▸ Work item A: Summarize the passage on Mach bands in two sentences.
▸ Work item B: In the passage on Mach bands, which cells were later shown to match Mach's guess about second-derivative filtering?
▸ Work item C: Continue the passage on Mach bands from its last sentence, keeping its critical stance toward the theory of Purves and Lotto.

▸ Passage shown:
==*==
Mach bands arise at the extrema of linear luminance gradients, which we can think of as fuzzy shadows between bright and dark areas. On the bright side, observers see a thin white band; on the dark side they see a dark band. The Austrian physicist Ernst Mach deduced from this that some early filtering mechanism must be extracting the second derivative of the luminance profile, a guess later proved correct for retinal ganglion cells under appropriate conditions of illumination. Purves and Lotto show that these bands can also arise in real luminance profiles, such as those from the edge of a curved-edge cube lit from above and in shadow underneath. This is an interesting observation but doesn't explain why we see the bands when there are none in the image.

The crucial paragraph (and the pivotal section of the book) says, in part, this: “If the visual system evolved to see luminance relationships wholly on the basis of past experience ... then the perceptual response elicited by the Mach stimulus will necessarily incorporate into the ensuing percept the relative contribution of the sources to similar and even more distantly related stimuli in the past, including, in proportion to their frequency of occurrence, the highlights and lowlights in the luminance gradients associated with curved surfaces.”

I read this as saying that some linear luminance gradients have real Mach bands, and therefore, that all linear luminance gradients have some Mach bands. Because they are all similar? Because they are associated in temporal contiguity? The answer is not clear to me. What is sure, however, is that this is indeed a radical new theory. It has nothing to do with inferring the most likely nature of the outside object, as the bands are incidental features of illumination.
==*==
▸ Data listing:
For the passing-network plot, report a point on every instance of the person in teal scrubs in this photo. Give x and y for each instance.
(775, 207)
==*==
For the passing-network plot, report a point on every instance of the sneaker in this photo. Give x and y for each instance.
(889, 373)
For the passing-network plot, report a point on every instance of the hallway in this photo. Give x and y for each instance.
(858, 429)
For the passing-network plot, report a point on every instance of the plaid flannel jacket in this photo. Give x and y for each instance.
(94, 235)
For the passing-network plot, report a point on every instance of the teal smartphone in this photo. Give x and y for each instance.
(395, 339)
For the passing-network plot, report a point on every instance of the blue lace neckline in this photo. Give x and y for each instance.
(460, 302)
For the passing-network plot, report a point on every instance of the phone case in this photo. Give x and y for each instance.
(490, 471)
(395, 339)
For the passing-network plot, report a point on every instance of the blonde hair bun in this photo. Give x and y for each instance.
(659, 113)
==*==
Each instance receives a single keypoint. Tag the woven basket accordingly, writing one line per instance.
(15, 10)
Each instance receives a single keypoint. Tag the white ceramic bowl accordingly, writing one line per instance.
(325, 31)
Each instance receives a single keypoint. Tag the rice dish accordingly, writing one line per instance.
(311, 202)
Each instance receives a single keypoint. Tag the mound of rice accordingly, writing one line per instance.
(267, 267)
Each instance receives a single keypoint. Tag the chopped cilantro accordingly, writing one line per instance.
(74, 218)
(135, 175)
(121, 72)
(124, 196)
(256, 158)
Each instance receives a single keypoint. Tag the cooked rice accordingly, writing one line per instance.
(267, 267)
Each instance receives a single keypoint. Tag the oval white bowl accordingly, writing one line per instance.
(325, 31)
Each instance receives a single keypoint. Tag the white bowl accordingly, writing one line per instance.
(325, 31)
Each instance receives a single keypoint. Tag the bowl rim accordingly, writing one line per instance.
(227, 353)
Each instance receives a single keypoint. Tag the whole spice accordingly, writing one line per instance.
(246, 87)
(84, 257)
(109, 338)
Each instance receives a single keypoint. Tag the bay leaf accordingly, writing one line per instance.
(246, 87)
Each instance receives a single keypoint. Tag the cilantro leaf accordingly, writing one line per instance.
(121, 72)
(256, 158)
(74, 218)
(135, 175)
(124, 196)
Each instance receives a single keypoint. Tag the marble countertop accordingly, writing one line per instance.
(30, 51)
==*==
▸ Task response A: Mach bands are a thin white band and a dark band seen at the extrema of linear luminance gradients, which Ernst Mach took as evidence that an early filter extracts the second derivative of the luminance profile, a guess later confirmed for retinal ganglion cells under appropriate illumination. Purves and Lotto show that real bands occur on curved surfaces and argue that past experience with such gradients shapes the percept, a radical new theory whose logic the writer finds unclear and which does not explain why the bands are seen when the image has none.

▸ Task response B: Retinal ganglion cells, under appropriate conditions of illumination.

▸ Task response C:
This impression is reinforced by analysis of the Chubb illusion, in which observers see a medium-contrast patch of texture apparently reduced in contrast when it is surrounded by texture with higher contrast. There is, as it happens, a plausible physiological explanation of this effect using lateral gain-control pathways in the visual cortex, but — as in the case of Mach bands, which are present in the output of retinal ganglion cells — Purves and Lotto have other ideas. The real explanation, they say, is that the image that evokes the Chubb illusion is similar to one that evokes the impression of translucence. They show that the Chubb illusion is abolished if the image is altered to make translucence a less likely interpretation. Our perception must therefore incorporate a little bit of translucence, making the low-contrast region of the image appear to have even lower contrast. This is the reverse of what we would expect from a reconstructionist theory such as that proposed by Helmholtz, according to which we would correct for the loss of transmission caused by translucence and see the patch more as it really is — as having higher contrast.

The sections of the book on brightness are the most interesting and challenging, with stunning illustrations and thought-provoking demonstrations. I found the other sections less compelling, particularly the bit about geometrical illusions such as the Müller–Lyer and Poggendorf effects. For example, the authors ignore Glass's suggestion that the latter effect is enhanced by optical blur, along with virtually all other relevant psychophysical work. In general, the book is much stronger on polemic than on hypothesis testing.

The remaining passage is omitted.